*WORK INSTRUCTIONS*
In the mailing-list thread about Solr search speed, how much smaller does the index become on disk once ngrams are dropped?

[START DOCUMENT EXTRACT]

2016-10-03 Thread Walter Underwood
Dropping ngrams also makes the index 5X smaller on disk.

wunder
Walter Underwood
wun...@wunderwood.org
http://observer.wunderwood.org/  (my blog)


> On Oct 3, 2016, at 9:02 PM, Walter Underwood <wun...@wunderwood.org> wrote:
> 
> I did not believe the benchmark results the first time, but it seems to hold 
> up.
> Nobody gets a speedup of over a thousand (unless you are going from that
> Oracle search thing to Solr).
> 
> It probably won’t help for most people. We have one service with very, very 
> long
> queries, up to 1000 words of free text. We also do as-you-type instant 
> results,
> so we have been using edge ngrams. Not using edge ngrams made the huge
> speedup.
> 
> Query results cache hit rate almost doubled, which is part of the non-linear 
> speedup.
> 
> We already trim the number of terms passed to Solr to a reasonable amount.
> Google cuts off at 32; we use a few more.
> 
> We’re running a relevance A/B test for dropping the ngrams. If that doesn’t 
> pass,
> we’ll try something else, like only ngramming the first few words. Or 
> something.
> 
> I wanted to use MLT to extract the best terms out of the long queries. 
> Unfortunately,
> you can’t highlight and MLT (MLT was never moved to the new component system)
> and the MLT handler was really slow. Dang.
> 
> I still might do an outboard MLT with a snapshot of high-idf terms.
> 
> The queries are for homework help. I’ve only found one other search that had 
> to
> deal with this. I was talking with someone who worked on Encarta, and they had
> the same challenge.
> 
> wunder
> Walter Underwood
> wun...@wunderwood.org
> http://observer.wunderwood.org/  (my blog)
> 
> 
>> On Oct 3, 2016, at 8:06 PM, Erick Erickson <erickerick...@gmail.com> wrote:
>> 
>> Walter:
>> 
>> What did you change? I might like to put that in my bag of tricks ;)
>> 
>> Erick
>> 
>> On Mon, Oct 3, 2016 at 6:30 PM, Walter Underwood <wun...@wunderwood.org> 
>> wrote:
>>> That approach doesn’t work very well for estimates.
>>> 
>>> Some parts of the index size and speed scale with the vocabulary instead of 
>>> the number of documents.
>>> Vocabulary usually grows at about the square root of the total amount of 
>>> text in the index. OCR’ed text
>>> breaks that estimate badly, with huge vocabularies.
>>> 
>>> Also, it is common to find non-linear jumps in performance. I’m 
>>> benchmarking a change in a 12 million
>>> document index. It improves the 95th percentile response time for one style 
>>> of query from 3.8 seconds
>>> to 2 milliseconds. I’m testing with a log of 200k queries from a production 
>>> host, so I’m pretty sure that
>>> is accurate.
>>> 
>>> wunder
>>> Walter Underwood
>>> wun...@wunderwood.org
>>> http://observer.wunderwood.org/  (my blog)

[END DOCUMENT EXTRACT]
[START INFORMATION PROVIDED]

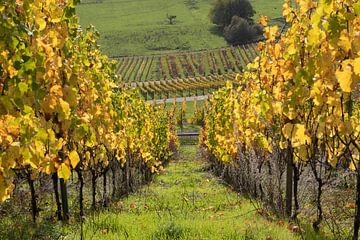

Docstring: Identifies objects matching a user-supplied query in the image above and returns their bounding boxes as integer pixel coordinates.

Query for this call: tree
[224,16,262,44]
[209,0,255,28]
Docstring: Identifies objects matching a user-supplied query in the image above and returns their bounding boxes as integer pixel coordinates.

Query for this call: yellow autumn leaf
[335,68,353,93]
[57,163,71,181]
[282,123,294,139]
[59,98,70,119]
[69,150,80,168]
[258,16,269,27]
[291,124,311,147]
[353,57,360,76]
[7,66,18,78]
[35,16,46,31]
[349,161,356,171]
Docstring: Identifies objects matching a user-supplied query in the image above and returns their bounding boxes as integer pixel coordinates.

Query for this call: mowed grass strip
[69,146,304,240]
[77,0,283,56]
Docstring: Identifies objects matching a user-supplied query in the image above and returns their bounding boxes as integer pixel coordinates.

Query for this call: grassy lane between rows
[66,146,312,240]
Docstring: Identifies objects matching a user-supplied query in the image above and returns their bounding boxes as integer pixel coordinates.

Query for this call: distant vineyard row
[116,43,257,82]
[119,73,235,100]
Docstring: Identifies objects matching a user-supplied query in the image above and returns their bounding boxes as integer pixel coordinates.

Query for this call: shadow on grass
[0,215,65,240]
[209,25,224,37]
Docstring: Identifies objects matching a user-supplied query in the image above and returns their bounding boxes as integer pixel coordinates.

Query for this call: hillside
[77,0,282,56]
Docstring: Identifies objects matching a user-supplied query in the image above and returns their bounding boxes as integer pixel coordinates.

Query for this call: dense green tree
[209,0,255,28]
[224,16,262,44]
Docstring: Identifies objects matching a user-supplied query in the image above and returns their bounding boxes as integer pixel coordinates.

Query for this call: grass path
[74,146,296,240]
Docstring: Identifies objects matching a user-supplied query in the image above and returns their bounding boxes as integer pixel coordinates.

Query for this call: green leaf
[18,82,29,96]
[69,151,80,168]
[57,163,71,181]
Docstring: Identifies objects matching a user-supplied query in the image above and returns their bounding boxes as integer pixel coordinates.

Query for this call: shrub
[224,16,263,44]
[209,0,255,28]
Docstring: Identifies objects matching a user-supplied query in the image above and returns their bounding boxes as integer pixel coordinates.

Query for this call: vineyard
[116,42,257,82]
[0,0,178,239]
[0,0,360,240]
[118,73,236,100]
[201,0,360,240]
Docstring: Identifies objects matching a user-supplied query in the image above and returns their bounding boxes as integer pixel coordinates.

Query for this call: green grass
[77,0,283,56]
[66,146,310,240]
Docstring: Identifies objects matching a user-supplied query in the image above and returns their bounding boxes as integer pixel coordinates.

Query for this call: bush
[209,0,255,28]
[224,16,263,45]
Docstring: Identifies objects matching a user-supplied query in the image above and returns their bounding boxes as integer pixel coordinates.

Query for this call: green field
[66,146,322,240]
[77,0,283,56]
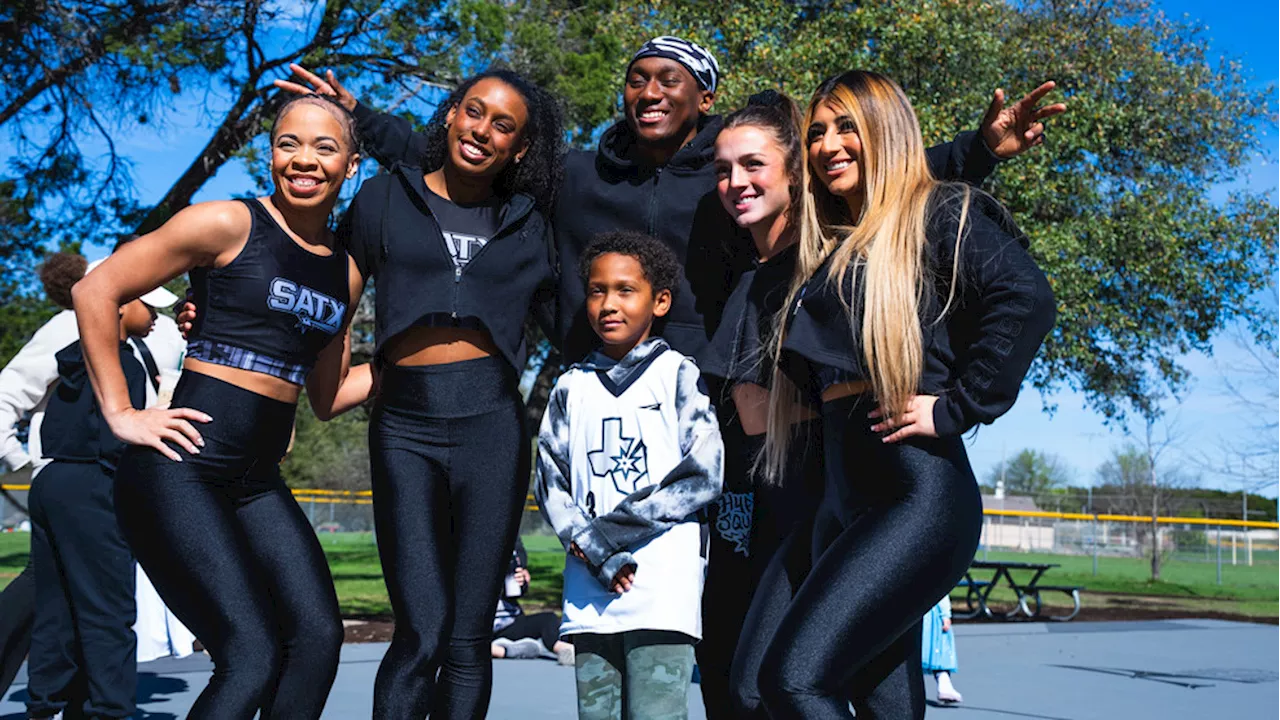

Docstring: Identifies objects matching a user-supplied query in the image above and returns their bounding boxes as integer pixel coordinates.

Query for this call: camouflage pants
[573,630,694,720]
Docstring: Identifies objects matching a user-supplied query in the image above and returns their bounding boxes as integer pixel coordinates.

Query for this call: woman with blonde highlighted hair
[731,72,1055,720]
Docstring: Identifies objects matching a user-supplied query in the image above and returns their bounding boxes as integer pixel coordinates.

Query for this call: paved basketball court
[0,620,1280,720]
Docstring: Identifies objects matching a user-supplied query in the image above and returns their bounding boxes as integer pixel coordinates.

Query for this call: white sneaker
[934,673,964,705]
[493,638,543,660]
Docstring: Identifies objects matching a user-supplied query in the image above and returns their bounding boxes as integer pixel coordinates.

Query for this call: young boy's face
[120,300,156,340]
[586,252,671,360]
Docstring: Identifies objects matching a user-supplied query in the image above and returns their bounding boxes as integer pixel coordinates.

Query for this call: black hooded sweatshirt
[355,105,998,363]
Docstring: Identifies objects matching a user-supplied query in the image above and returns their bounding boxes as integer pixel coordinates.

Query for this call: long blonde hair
[764,70,969,480]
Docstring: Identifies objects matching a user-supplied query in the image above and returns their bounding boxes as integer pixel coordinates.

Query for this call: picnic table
[952,560,1084,623]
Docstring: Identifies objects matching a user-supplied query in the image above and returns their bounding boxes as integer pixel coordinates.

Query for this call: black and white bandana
[627,35,719,92]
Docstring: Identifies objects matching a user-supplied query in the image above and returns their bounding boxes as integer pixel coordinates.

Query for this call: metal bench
[1029,585,1084,623]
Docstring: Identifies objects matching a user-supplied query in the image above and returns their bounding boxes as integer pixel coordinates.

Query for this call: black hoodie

[END INFORMATION PROVIDED]

*WRITTEN REPLY*
It becomes five times smaller.